Exercise aim:
Pictures are to be left out; otherwise, copy exactly the lines from the line containing "Where can you spot the kitchen backsplash?" through the end of the data.

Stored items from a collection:
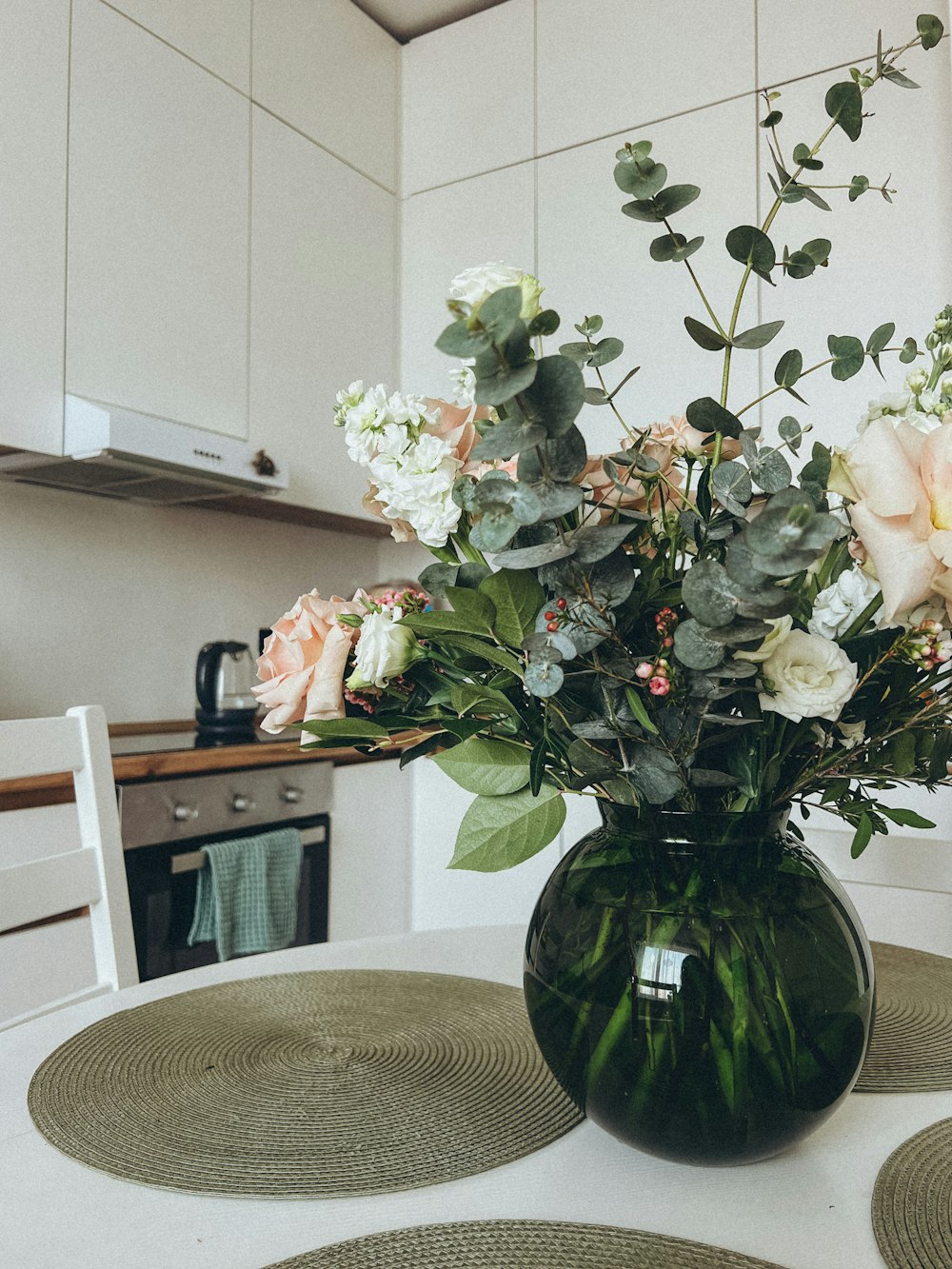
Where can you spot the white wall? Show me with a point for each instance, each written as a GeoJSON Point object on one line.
{"type": "Point", "coordinates": [109, 603]}
{"type": "Point", "coordinates": [524, 172]}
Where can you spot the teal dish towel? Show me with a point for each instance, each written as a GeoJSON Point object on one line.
{"type": "Point", "coordinates": [247, 895]}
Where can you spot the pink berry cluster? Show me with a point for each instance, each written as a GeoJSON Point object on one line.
{"type": "Point", "coordinates": [929, 644]}
{"type": "Point", "coordinates": [554, 616]}
{"type": "Point", "coordinates": [659, 671]}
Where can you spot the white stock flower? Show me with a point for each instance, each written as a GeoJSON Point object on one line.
{"type": "Point", "coordinates": [472, 286]}
{"type": "Point", "coordinates": [838, 605]}
{"type": "Point", "coordinates": [384, 651]}
{"type": "Point", "coordinates": [417, 486]}
{"type": "Point", "coordinates": [783, 627]}
{"type": "Point", "coordinates": [809, 677]}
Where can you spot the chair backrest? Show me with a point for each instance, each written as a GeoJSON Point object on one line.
{"type": "Point", "coordinates": [91, 877]}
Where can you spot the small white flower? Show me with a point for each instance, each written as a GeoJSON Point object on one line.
{"type": "Point", "coordinates": [783, 627]}
{"type": "Point", "coordinates": [838, 605]}
{"type": "Point", "coordinates": [384, 651]}
{"type": "Point", "coordinates": [807, 677]}
{"type": "Point", "coordinates": [472, 286]}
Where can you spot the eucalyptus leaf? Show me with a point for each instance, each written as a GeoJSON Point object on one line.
{"type": "Point", "coordinates": [499, 833]}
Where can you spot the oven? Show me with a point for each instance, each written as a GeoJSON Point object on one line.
{"type": "Point", "coordinates": [166, 823]}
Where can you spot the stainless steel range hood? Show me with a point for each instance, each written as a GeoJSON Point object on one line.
{"type": "Point", "coordinates": [120, 453]}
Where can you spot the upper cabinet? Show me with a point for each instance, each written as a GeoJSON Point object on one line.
{"type": "Point", "coordinates": [215, 33]}
{"type": "Point", "coordinates": [156, 313]}
{"type": "Point", "coordinates": [34, 38]}
{"type": "Point", "coordinates": [331, 72]}
{"type": "Point", "coordinates": [323, 306]}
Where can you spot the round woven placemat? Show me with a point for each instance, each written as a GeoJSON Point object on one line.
{"type": "Point", "coordinates": [912, 1204]}
{"type": "Point", "coordinates": [320, 1084]}
{"type": "Point", "coordinates": [521, 1245]}
{"type": "Point", "coordinates": [912, 1041]}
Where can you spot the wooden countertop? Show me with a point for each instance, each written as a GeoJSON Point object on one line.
{"type": "Point", "coordinates": [50, 789]}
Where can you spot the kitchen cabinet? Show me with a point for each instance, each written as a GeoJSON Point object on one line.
{"type": "Point", "coordinates": [156, 315]}
{"type": "Point", "coordinates": [331, 72]}
{"type": "Point", "coordinates": [34, 37]}
{"type": "Point", "coordinates": [323, 306]}
{"type": "Point", "coordinates": [215, 33]}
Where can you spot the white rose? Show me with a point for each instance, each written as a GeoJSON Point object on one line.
{"type": "Point", "coordinates": [472, 286]}
{"type": "Point", "coordinates": [384, 651]}
{"type": "Point", "coordinates": [783, 627]}
{"type": "Point", "coordinates": [838, 605]}
{"type": "Point", "coordinates": [809, 677]}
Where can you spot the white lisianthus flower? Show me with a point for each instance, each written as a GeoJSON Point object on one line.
{"type": "Point", "coordinates": [471, 287]}
{"type": "Point", "coordinates": [838, 605]}
{"type": "Point", "coordinates": [384, 651]}
{"type": "Point", "coordinates": [807, 677]}
{"type": "Point", "coordinates": [417, 486]}
{"type": "Point", "coordinates": [783, 625]}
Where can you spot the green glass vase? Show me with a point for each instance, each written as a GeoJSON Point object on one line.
{"type": "Point", "coordinates": [700, 985]}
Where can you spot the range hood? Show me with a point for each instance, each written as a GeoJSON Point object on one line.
{"type": "Point", "coordinates": [120, 453]}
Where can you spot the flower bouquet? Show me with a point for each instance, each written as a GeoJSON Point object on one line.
{"type": "Point", "coordinates": [707, 625]}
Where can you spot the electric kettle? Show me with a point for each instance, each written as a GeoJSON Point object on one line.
{"type": "Point", "coordinates": [224, 677]}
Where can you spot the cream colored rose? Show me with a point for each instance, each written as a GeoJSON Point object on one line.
{"type": "Point", "coordinates": [807, 677]}
{"type": "Point", "coordinates": [303, 664]}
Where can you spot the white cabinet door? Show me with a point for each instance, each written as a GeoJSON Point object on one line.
{"type": "Point", "coordinates": [156, 316]}
{"type": "Point", "coordinates": [34, 38]}
{"type": "Point", "coordinates": [333, 73]}
{"type": "Point", "coordinates": [369, 852]}
{"type": "Point", "coordinates": [215, 33]}
{"type": "Point", "coordinates": [323, 306]}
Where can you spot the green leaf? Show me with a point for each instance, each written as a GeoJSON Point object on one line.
{"type": "Point", "coordinates": [605, 350]}
{"type": "Point", "coordinates": [844, 106]}
{"type": "Point", "coordinates": [750, 245]}
{"type": "Point", "coordinates": [861, 838]}
{"type": "Point", "coordinates": [708, 416]}
{"type": "Point", "coordinates": [758, 336]}
{"type": "Point", "coordinates": [707, 593]}
{"type": "Point", "coordinates": [788, 370]}
{"type": "Point", "coordinates": [848, 355]}
{"type": "Point", "coordinates": [517, 598]}
{"type": "Point", "coordinates": [505, 384]}
{"type": "Point", "coordinates": [499, 833]}
{"type": "Point", "coordinates": [487, 766]}
{"type": "Point", "coordinates": [499, 312]}
{"type": "Point", "coordinates": [929, 28]}
{"type": "Point", "coordinates": [674, 247]}
{"type": "Point", "coordinates": [544, 678]}
{"type": "Point", "coordinates": [704, 335]}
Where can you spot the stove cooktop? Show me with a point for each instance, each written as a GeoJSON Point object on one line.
{"type": "Point", "coordinates": [171, 742]}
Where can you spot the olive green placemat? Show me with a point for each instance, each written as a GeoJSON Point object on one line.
{"type": "Point", "coordinates": [320, 1084]}
{"type": "Point", "coordinates": [912, 1041]}
{"type": "Point", "coordinates": [912, 1204]}
{"type": "Point", "coordinates": [521, 1245]}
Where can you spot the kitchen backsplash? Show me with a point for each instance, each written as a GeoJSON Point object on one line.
{"type": "Point", "coordinates": [109, 603]}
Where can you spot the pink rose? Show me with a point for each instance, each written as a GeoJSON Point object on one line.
{"type": "Point", "coordinates": [304, 662]}
{"type": "Point", "coordinates": [902, 513]}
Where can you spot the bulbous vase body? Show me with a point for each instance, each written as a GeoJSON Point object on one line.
{"type": "Point", "coordinates": [700, 985]}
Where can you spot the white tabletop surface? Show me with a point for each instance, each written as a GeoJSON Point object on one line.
{"type": "Point", "coordinates": [803, 1210]}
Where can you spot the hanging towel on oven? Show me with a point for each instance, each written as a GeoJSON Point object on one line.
{"type": "Point", "coordinates": [247, 894]}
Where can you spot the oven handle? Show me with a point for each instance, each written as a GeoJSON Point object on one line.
{"type": "Point", "coordinates": [190, 861]}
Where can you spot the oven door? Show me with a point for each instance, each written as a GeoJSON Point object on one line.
{"type": "Point", "coordinates": [225, 806]}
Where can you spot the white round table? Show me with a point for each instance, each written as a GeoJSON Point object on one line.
{"type": "Point", "coordinates": [806, 1208]}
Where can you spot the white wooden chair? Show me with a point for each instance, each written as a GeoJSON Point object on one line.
{"type": "Point", "coordinates": [91, 877]}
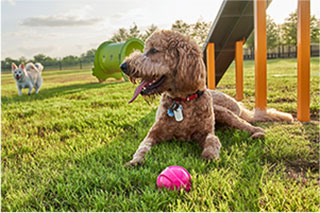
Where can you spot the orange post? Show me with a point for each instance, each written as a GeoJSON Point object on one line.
{"type": "Point", "coordinates": [239, 70]}
{"type": "Point", "coordinates": [260, 43]}
{"type": "Point", "coordinates": [211, 66]}
{"type": "Point", "coordinates": [303, 59]}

Task answer:
Where can you spot the kitchen backsplash? Show me with a point for each instance, each written as a GeoJSON Point object on one line.
{"type": "Point", "coordinates": [109, 603]}
Where can you spot the pink rose? Show me with a point for each instance, each written as a GeoJSON Point object on one line.
{"type": "Point", "coordinates": [304, 662]}
{"type": "Point", "coordinates": [902, 513]}
Where can you spot the bulbous vase body? Show me with a point for each instance, each written as a GeoJSON Point object on one line.
{"type": "Point", "coordinates": [700, 985]}
Where can you spot the white tabletop surface? Show me with a point for each instance, each written as a GeoJSON Point object on one line.
{"type": "Point", "coordinates": [803, 1210]}
Where can you spot the hanging towel on oven? Show me with a point for each instance, each written as a GeoJSON Point object on one line.
{"type": "Point", "coordinates": [247, 894]}
Where can you spot the oven handle? Show me with a point for each instance, each written as a GeoJSON Point object on one line.
{"type": "Point", "coordinates": [190, 861]}
Where can you spot the oven door? Show me with a point for each instance, each written as a GeoJSON Point object on one line.
{"type": "Point", "coordinates": [225, 806]}
Where can you spot the white round table? Show me with a point for each instance, each written as a GeoJSON Point object on one line.
{"type": "Point", "coordinates": [806, 1208]}
Where can you spot the white wooden chair? Show me with a point for each instance, each written as a GeoJSON Point object on one line.
{"type": "Point", "coordinates": [91, 877]}
Where can you spot the orange post? Show me with a point for each instance, each written as a GeoJSON Point object on one line.
{"type": "Point", "coordinates": [239, 70]}
{"type": "Point", "coordinates": [260, 43]}
{"type": "Point", "coordinates": [211, 66]}
{"type": "Point", "coordinates": [303, 59]}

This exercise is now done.